**Requests**
**1)** Translate this sentence from the horse riding post into Spanish: "Down transitions still need work, but he is building his strength and stamina every ride."
**2)** Find each line in the rows that contains the word "brick", and copy those lines out.

--- START OF Source passage ---

He was a little upset (again) that I was disturbing him right when he should be forehead deep in hay, and once again, the 4pm lesson mom put carrots in his feed bin without asking. I sighed, brushed out his mane and put his saddle on. We warmed up walking and trotting a bit before my trainer was finished with the other lesson, and when she was ready to start we picked up a trot and worked on leg yields, shoulder-in, and small circles for a few minutes. The trot he gave me, right off the bat (with the quarter sheet on) was amazing. It's like he KNOWS when we're about to have a lesson and just turns on the charm. I worked on bending his ribcage with my inside leg, fingers, and leg, and worked on something I read on some blog or forum somewhere - stepping into my inside stirrup and lengthening my body on the outside (from hip to shoulder) to help him lengthen on the outside. He was phenomenal.

After a walk break, we did some collected walk-canter-walk transitions. He is getting better every day and his canter is so uphill, floating, and light I feel like we're not even touching the ground. Down transitions still need work, but he is building his strength and stamina every ride. A few times he picked up a counter canter but hey, nobody's perfect, and his counter canter is super comfy! He's going to dominate at 2nd level... erm... someday!

--- END OF Source passage ---
--- START OF Material provided ---

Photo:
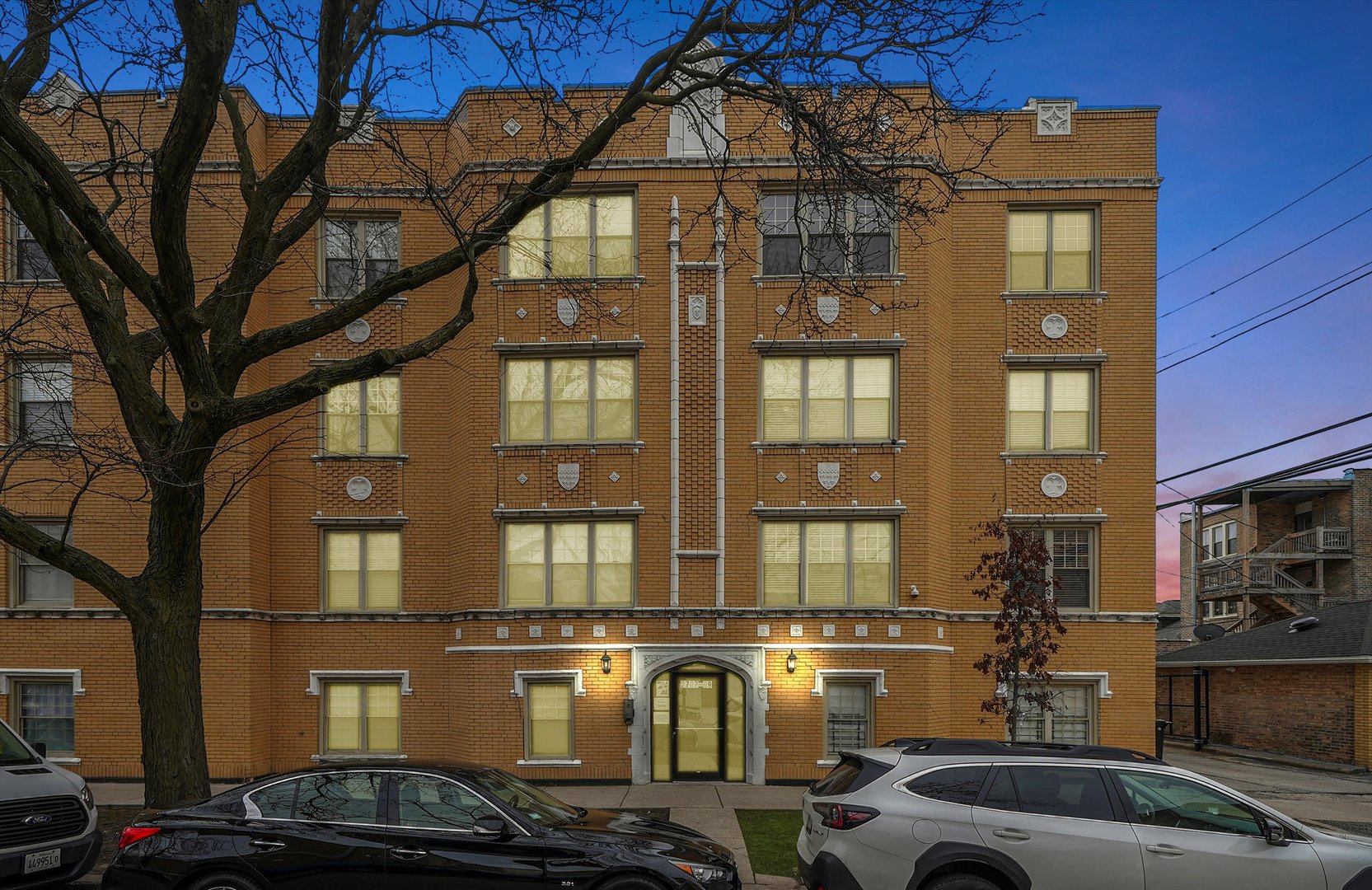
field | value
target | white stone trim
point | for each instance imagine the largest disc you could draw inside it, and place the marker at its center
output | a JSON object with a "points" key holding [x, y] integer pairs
{"points": [[319, 677], [41, 673], [534, 677], [877, 677]]}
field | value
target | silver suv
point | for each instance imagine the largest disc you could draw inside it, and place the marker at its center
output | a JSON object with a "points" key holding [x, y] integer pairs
{"points": [[980, 815]]}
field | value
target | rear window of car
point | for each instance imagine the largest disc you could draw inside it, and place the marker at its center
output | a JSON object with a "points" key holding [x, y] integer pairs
{"points": [[850, 775], [955, 785]]}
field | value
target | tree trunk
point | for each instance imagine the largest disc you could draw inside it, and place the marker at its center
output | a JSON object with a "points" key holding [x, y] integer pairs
{"points": [[166, 648]]}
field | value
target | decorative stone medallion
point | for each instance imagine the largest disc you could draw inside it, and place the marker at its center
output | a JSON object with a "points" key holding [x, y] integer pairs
{"points": [[357, 330], [1054, 485], [1054, 326], [360, 489]]}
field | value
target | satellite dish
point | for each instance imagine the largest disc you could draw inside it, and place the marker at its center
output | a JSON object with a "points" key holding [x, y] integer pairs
{"points": [[1206, 632]]}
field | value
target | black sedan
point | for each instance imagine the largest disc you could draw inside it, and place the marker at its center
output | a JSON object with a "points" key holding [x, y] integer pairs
{"points": [[363, 827]]}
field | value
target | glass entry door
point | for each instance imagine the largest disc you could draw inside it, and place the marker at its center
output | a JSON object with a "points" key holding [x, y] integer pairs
{"points": [[697, 714]]}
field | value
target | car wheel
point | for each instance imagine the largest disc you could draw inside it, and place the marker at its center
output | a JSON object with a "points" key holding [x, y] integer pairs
{"points": [[961, 882], [224, 881]]}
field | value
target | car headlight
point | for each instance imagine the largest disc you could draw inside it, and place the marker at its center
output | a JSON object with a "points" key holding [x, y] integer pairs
{"points": [[704, 874]]}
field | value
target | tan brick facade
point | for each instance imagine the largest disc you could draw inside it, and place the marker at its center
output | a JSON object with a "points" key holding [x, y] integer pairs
{"points": [[946, 318]]}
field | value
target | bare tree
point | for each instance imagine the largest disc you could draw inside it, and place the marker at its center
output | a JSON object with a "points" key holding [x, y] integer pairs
{"points": [[176, 330], [1027, 625]]}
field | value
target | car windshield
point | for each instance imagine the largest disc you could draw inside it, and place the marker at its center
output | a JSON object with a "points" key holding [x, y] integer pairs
{"points": [[532, 803], [12, 751]]}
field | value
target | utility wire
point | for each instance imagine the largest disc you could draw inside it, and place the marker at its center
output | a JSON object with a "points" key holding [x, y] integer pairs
{"points": [[1275, 445], [1272, 309], [1264, 218], [1309, 466], [1248, 274], [1268, 321]]}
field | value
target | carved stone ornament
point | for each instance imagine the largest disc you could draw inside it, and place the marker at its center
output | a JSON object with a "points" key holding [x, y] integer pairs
{"points": [[1054, 118], [1054, 485], [1054, 326], [360, 489], [357, 330]]}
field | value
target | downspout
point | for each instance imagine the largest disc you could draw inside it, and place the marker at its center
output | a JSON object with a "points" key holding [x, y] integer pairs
{"points": [[674, 398], [719, 402]]}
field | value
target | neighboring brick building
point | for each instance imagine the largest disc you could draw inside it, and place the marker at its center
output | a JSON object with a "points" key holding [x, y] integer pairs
{"points": [[1277, 550], [1302, 693], [666, 527]]}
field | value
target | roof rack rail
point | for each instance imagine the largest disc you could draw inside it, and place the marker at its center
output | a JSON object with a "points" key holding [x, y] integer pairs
{"points": [[1023, 749]]}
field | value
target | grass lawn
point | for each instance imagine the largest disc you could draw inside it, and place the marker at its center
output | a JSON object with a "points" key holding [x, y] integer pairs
{"points": [[770, 836]]}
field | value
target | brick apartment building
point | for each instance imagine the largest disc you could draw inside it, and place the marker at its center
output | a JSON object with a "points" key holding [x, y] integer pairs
{"points": [[1276, 550], [645, 522]]}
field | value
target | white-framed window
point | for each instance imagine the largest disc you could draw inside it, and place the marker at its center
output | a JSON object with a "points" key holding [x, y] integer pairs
{"points": [[1220, 541], [1212, 609], [357, 254], [39, 584], [43, 400], [827, 563], [44, 710], [549, 734], [28, 258], [827, 398], [1051, 250], [575, 237], [1051, 409], [1070, 720], [364, 417], [361, 569], [836, 235], [1072, 563], [569, 564], [848, 716], [571, 400], [361, 718]]}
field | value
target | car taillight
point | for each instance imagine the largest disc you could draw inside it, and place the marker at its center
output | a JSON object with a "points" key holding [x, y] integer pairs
{"points": [[136, 832], [844, 817]]}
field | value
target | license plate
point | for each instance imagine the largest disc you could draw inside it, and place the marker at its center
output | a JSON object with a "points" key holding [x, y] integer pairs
{"points": [[41, 861]]}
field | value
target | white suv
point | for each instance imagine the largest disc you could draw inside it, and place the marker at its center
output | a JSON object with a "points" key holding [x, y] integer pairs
{"points": [[980, 815]]}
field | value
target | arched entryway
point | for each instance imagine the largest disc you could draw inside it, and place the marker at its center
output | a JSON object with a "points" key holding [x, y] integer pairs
{"points": [[699, 724]]}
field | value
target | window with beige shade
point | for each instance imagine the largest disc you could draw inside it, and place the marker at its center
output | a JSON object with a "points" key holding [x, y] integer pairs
{"points": [[363, 571], [575, 237], [1051, 410], [361, 719], [364, 417], [569, 400], [827, 398], [548, 722], [569, 564], [1052, 250], [827, 563]]}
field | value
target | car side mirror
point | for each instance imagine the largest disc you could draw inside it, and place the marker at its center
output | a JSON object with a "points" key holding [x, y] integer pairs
{"points": [[490, 827], [1275, 834]]}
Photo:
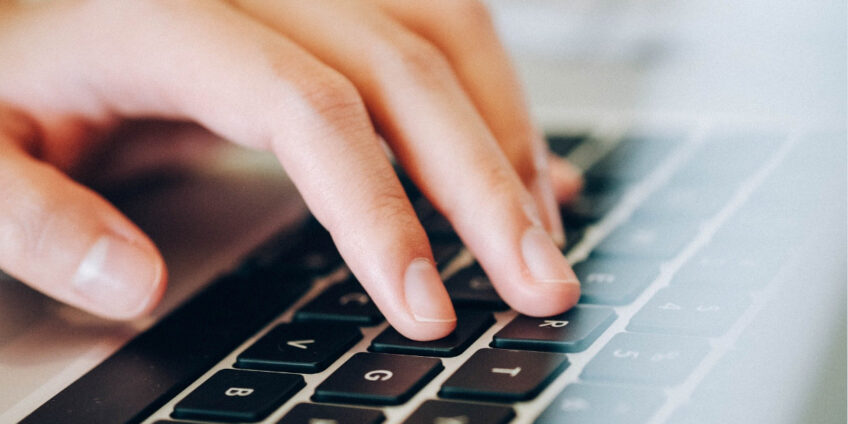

--- END OF Material provided ---

**Per-task outputs**
**1)** Las transiciones descendentes todavía necesitan trabajo, pero él está desarrollando su fuerza y su resistencia en cada montada.

**2)**
target | tan brick facade
target | neighboring brick building
target | brick apartment building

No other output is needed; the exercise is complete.